Reproduce verbatim the span of the records that opens with the line containing "For each instance of the sheet" and closes with the line containing "pixel 880 502", both lines included. Output only those lines.

Exercise material:

───

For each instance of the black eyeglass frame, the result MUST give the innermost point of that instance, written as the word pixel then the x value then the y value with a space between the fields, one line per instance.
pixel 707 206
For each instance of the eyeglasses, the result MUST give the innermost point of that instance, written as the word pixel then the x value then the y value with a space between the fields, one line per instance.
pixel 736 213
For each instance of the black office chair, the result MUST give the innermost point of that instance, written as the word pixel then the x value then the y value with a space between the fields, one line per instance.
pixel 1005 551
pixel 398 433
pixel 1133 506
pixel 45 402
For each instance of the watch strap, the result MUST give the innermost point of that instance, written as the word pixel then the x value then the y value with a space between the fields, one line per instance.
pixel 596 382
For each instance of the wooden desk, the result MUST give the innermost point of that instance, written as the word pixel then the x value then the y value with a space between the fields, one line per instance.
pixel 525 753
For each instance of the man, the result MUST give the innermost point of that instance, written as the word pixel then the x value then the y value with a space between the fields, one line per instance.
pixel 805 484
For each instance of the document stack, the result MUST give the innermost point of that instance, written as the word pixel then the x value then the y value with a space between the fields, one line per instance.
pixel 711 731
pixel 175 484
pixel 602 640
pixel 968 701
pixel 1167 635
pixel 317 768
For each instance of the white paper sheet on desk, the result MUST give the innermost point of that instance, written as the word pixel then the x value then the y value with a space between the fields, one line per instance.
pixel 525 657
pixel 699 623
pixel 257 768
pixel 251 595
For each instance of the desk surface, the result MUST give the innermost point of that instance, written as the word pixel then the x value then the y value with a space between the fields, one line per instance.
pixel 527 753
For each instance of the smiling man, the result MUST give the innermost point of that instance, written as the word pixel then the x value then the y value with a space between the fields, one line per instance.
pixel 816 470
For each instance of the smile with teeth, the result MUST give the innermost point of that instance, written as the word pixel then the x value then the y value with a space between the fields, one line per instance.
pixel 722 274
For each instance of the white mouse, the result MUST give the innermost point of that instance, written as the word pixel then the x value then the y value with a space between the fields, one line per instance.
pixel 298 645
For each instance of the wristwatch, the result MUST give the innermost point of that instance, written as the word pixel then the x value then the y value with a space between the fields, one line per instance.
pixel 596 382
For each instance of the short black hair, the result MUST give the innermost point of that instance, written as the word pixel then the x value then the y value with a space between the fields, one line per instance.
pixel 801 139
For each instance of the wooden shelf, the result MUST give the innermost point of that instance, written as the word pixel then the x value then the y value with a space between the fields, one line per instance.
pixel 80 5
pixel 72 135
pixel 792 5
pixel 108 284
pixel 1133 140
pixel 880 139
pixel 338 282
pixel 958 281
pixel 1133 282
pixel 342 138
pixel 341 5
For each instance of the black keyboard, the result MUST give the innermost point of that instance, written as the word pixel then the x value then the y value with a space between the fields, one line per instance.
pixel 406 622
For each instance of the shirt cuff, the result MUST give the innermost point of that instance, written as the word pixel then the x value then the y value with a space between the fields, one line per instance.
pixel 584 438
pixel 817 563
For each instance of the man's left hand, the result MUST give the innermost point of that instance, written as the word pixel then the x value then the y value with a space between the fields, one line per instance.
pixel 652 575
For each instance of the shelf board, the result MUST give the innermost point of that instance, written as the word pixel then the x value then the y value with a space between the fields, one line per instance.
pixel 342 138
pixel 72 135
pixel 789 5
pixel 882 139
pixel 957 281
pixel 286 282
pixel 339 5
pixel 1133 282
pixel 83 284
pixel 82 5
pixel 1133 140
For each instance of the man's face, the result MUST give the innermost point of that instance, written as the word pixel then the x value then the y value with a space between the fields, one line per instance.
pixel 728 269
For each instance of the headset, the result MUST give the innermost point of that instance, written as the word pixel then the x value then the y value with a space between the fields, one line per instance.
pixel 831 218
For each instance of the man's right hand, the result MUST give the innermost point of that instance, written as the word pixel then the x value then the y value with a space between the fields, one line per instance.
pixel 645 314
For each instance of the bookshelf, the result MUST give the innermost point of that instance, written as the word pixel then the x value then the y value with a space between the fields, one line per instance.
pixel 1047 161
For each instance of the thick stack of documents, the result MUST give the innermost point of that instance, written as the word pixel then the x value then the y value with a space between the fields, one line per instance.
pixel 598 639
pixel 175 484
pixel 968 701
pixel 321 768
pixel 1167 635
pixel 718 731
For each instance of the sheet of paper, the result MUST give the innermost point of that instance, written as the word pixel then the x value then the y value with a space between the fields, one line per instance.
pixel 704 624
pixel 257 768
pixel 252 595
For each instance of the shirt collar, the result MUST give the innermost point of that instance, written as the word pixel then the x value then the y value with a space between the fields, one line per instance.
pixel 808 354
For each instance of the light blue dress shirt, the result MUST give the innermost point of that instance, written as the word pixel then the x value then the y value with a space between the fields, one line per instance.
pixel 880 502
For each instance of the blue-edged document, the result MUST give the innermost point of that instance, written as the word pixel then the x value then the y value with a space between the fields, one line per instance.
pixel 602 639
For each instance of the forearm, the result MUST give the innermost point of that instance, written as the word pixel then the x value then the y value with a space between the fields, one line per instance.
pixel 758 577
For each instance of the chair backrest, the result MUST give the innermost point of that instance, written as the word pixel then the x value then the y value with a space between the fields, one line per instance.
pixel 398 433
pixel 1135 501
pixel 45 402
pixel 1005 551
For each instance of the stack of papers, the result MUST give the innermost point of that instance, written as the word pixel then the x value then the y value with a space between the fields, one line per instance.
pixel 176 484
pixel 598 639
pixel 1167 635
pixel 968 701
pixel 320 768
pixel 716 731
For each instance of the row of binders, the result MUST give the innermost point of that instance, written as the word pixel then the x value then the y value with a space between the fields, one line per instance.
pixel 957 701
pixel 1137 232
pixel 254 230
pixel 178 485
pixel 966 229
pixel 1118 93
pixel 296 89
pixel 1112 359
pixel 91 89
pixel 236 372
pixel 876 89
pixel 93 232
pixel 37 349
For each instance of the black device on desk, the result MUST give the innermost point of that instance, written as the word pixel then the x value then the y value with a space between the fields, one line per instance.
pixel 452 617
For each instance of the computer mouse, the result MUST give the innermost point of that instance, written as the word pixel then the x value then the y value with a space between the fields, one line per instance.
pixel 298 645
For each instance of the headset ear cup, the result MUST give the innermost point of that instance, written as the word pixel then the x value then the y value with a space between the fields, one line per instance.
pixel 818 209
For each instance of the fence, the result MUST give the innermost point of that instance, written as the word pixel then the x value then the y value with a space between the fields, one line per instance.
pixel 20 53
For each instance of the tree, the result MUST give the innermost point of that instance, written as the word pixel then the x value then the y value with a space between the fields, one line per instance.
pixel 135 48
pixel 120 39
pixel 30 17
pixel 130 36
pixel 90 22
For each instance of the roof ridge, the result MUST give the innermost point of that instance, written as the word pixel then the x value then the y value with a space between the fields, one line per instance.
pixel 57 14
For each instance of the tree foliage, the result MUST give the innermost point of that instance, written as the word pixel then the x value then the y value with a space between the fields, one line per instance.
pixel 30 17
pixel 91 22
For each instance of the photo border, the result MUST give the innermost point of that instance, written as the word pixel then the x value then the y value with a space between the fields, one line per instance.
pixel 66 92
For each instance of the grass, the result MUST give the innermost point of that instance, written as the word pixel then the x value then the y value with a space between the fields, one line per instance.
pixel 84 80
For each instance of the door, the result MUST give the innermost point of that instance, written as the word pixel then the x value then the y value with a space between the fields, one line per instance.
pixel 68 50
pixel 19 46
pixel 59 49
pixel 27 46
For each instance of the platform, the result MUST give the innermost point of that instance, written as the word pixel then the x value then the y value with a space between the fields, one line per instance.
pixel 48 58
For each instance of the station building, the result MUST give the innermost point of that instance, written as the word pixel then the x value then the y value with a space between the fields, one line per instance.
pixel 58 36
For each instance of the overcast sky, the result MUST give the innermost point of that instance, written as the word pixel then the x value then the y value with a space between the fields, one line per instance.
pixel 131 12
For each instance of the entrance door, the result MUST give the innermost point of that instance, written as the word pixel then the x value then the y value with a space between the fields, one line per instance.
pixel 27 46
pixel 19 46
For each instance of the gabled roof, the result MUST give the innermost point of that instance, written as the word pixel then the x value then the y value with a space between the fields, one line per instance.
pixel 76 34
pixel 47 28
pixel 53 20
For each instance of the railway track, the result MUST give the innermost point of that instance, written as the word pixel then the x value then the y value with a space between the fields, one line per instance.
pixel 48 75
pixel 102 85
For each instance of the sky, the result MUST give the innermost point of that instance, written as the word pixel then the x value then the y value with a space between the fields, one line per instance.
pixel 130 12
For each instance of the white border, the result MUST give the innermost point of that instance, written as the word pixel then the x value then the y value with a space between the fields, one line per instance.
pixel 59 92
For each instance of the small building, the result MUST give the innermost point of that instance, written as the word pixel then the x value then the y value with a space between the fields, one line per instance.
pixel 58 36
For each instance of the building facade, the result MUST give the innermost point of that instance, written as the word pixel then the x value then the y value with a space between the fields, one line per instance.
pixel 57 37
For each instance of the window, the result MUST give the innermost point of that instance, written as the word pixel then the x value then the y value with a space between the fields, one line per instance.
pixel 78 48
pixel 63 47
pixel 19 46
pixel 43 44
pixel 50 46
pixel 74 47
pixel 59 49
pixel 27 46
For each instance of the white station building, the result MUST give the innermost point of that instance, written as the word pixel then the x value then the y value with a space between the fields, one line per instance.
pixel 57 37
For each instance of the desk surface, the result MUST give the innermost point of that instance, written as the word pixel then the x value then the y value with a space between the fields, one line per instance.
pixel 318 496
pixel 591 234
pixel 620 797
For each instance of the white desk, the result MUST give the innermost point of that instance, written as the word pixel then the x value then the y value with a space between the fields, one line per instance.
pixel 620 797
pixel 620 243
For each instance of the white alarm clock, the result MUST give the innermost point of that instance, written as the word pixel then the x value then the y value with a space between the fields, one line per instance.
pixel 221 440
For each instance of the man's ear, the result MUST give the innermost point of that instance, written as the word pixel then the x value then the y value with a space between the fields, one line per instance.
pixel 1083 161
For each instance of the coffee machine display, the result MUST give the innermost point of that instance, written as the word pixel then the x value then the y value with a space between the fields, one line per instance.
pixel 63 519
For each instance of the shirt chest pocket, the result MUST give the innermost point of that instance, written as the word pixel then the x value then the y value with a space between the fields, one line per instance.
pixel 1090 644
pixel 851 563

───

Solution to this task:
For each instance of the sheet of paper, the result MUST give the innermost point of that instance, written as the word pixel then the x value then the y value with a space between the fields, one line per instance.
pixel 704 624
pixel 257 768
pixel 252 595
For each instance of the shirt collar, the result MUST give the innermost point of that instance, written as the word pixel then the x value then the y value with a space between the fields, one line per instance.
pixel 808 354
For each instance of the light blue dress shirt, the result MUST give the innermost point of that instance, written as the word pixel then the x value then the y value with a space between the fields, one line per instance.
pixel 880 502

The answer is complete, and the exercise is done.